* WORK INSTRUCTIONS: State how many lines of the data contain the string "with". Case counts, and the reply should be the number alone.

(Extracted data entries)

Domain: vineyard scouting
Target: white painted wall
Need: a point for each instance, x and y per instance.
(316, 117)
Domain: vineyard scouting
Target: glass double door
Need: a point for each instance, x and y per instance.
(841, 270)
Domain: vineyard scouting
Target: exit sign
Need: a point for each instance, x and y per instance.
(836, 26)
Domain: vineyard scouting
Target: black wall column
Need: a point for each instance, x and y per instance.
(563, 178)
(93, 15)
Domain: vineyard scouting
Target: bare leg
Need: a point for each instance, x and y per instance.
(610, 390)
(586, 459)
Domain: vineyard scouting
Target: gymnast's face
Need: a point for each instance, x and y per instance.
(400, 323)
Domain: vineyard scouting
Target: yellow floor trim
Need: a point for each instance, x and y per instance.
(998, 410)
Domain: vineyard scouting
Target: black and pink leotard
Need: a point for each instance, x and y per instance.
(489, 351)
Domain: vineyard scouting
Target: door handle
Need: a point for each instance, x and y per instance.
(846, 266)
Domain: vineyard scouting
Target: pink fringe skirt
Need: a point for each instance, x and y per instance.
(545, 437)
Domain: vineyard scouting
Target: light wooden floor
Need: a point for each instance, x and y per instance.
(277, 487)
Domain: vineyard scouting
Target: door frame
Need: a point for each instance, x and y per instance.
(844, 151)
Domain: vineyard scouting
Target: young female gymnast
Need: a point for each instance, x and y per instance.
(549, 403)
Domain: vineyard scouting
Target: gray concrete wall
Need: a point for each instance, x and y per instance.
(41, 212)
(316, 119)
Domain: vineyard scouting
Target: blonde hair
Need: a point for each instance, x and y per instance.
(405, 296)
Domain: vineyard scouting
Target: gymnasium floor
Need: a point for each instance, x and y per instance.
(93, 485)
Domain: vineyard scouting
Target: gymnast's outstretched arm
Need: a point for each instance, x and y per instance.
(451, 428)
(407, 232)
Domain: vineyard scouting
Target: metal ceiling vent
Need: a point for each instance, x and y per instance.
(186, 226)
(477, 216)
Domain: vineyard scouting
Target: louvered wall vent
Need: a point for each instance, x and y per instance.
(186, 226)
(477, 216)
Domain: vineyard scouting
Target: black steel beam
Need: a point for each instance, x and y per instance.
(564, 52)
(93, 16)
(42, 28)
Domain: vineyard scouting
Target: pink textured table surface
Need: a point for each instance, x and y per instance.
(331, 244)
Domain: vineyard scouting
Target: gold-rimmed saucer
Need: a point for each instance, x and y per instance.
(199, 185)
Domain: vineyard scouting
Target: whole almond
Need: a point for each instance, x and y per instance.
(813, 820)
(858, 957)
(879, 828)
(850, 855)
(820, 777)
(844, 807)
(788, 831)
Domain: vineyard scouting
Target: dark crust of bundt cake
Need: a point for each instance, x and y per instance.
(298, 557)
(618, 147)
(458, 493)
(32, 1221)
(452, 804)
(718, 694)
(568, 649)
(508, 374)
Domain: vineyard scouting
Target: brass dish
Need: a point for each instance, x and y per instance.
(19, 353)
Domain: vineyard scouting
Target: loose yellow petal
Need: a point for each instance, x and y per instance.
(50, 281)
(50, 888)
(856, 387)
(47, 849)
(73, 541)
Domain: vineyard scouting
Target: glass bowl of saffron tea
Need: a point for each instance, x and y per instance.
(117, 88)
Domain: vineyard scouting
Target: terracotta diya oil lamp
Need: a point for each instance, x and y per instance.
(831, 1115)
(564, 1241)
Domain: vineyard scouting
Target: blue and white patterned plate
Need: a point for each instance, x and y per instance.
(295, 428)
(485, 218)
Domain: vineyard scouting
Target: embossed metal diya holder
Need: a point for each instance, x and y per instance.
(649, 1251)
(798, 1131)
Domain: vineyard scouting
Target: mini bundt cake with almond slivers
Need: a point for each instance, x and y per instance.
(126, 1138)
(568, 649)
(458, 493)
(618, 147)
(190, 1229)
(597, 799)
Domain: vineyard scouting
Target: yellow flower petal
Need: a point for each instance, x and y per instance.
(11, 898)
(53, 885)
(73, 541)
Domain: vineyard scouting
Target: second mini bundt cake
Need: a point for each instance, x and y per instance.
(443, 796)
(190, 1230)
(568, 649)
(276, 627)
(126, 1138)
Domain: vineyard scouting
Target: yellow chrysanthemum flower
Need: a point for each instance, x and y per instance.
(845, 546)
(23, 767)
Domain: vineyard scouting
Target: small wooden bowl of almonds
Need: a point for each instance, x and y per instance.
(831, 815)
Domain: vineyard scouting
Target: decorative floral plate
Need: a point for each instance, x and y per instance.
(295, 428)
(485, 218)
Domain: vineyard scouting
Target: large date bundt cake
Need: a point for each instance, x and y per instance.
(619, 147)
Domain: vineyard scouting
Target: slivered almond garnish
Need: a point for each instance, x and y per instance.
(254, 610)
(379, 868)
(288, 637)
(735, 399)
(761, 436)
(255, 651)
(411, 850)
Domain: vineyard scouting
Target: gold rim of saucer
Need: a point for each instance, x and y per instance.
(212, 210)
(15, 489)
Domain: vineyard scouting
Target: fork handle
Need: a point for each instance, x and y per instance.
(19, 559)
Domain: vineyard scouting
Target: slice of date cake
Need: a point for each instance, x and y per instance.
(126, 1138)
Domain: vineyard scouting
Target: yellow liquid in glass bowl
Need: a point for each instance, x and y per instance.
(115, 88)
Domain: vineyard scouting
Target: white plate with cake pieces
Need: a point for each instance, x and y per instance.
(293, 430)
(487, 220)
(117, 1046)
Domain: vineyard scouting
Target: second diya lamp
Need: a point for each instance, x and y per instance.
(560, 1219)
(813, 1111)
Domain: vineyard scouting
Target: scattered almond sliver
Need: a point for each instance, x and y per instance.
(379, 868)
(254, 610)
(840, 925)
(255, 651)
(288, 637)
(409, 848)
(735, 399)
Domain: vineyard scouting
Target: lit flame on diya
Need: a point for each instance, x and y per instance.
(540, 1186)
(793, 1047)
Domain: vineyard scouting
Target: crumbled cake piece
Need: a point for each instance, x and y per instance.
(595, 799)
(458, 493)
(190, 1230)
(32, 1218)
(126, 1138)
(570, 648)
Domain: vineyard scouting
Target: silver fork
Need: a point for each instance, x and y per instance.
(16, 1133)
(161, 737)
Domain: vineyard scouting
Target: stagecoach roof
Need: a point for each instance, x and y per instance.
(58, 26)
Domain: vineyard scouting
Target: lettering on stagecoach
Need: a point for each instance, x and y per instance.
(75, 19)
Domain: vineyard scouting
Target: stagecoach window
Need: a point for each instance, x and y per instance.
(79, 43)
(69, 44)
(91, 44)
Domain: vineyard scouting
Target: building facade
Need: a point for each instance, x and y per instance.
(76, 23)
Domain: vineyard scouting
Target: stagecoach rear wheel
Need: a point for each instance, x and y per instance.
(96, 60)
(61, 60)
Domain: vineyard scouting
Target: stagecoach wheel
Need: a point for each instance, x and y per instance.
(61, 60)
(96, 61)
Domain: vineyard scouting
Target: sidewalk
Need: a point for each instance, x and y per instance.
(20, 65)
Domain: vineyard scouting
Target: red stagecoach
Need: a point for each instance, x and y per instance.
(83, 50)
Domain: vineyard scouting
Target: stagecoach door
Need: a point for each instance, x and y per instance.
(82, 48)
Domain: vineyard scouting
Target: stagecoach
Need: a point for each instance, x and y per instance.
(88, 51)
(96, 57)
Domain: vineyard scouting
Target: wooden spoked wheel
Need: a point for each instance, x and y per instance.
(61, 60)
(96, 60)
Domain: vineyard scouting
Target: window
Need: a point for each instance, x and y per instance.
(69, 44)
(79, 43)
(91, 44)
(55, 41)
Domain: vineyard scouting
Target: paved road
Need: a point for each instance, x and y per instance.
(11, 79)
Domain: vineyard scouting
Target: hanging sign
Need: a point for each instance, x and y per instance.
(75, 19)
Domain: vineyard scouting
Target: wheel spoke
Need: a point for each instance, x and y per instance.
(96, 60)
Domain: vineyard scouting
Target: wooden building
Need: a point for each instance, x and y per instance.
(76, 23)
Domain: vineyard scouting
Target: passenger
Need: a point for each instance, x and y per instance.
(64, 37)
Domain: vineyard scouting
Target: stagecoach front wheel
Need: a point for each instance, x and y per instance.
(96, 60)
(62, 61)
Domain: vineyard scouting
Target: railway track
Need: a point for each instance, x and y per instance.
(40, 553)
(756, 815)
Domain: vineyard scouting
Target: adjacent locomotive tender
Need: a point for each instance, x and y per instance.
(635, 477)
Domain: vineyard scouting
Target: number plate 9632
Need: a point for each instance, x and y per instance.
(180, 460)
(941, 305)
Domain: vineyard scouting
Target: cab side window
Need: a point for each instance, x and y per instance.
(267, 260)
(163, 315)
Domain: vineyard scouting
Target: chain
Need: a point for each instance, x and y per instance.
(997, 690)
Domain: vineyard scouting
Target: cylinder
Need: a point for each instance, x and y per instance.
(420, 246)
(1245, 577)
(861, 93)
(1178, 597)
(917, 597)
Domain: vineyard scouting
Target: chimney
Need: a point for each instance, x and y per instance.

* FINISHED ANSWER: 2